TASK DIRECTIONS: Please convert the material into a Markdown table with the columns "Row" and "Line", starting at the line that contains "Pinpoint every treeline." and ending at the final line of the material. Number each line in order and skip any blank lines.

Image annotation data
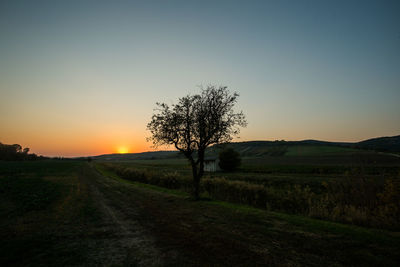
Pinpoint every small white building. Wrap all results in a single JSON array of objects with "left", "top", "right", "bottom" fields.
[{"left": 204, "top": 158, "right": 221, "bottom": 172}]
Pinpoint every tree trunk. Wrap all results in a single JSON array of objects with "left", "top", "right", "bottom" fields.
[{"left": 192, "top": 162, "right": 200, "bottom": 200}]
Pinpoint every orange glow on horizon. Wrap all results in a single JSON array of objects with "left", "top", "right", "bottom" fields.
[{"left": 117, "top": 146, "right": 129, "bottom": 154}]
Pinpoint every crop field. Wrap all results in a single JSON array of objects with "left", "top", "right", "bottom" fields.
[{"left": 0, "top": 159, "right": 400, "bottom": 266}]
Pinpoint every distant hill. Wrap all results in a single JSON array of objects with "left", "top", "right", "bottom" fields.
[
  {"left": 92, "top": 135, "right": 400, "bottom": 160},
  {"left": 91, "top": 151, "right": 181, "bottom": 160},
  {"left": 355, "top": 135, "right": 400, "bottom": 152}
]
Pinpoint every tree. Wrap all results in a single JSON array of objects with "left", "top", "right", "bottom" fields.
[
  {"left": 219, "top": 147, "right": 241, "bottom": 171},
  {"left": 147, "top": 85, "right": 247, "bottom": 199}
]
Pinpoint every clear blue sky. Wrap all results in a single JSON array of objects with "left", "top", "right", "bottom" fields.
[{"left": 0, "top": 0, "right": 400, "bottom": 156}]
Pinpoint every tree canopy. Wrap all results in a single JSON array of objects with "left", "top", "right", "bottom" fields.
[{"left": 147, "top": 85, "right": 247, "bottom": 198}]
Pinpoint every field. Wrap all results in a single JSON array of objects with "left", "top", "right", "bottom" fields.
[{"left": 0, "top": 155, "right": 400, "bottom": 266}]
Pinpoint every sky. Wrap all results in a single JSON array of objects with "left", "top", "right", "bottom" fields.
[{"left": 0, "top": 0, "right": 400, "bottom": 157}]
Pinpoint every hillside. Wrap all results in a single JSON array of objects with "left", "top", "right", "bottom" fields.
[
  {"left": 355, "top": 135, "right": 400, "bottom": 152},
  {"left": 93, "top": 136, "right": 400, "bottom": 161}
]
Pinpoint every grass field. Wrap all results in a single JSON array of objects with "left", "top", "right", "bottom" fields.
[{"left": 0, "top": 161, "right": 400, "bottom": 266}]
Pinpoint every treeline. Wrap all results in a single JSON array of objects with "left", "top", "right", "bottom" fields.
[{"left": 0, "top": 143, "right": 44, "bottom": 160}]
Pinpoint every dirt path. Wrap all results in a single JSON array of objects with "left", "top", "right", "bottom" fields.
[{"left": 80, "top": 166, "right": 163, "bottom": 266}]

TASK OUTPUT:
| Row | Line |
|---|---|
| 1 | Pinpoint every treeline. Wrap all results in a single JSON array of objects with "left", "top", "right", "bottom" fields. |
| 2 | [{"left": 0, "top": 143, "right": 44, "bottom": 160}] |
| 3 | Pinpoint every dirt path. Wrap all results in a single JSON array of objects with "left", "top", "right", "bottom" fields. |
| 4 | [{"left": 80, "top": 166, "right": 163, "bottom": 266}] |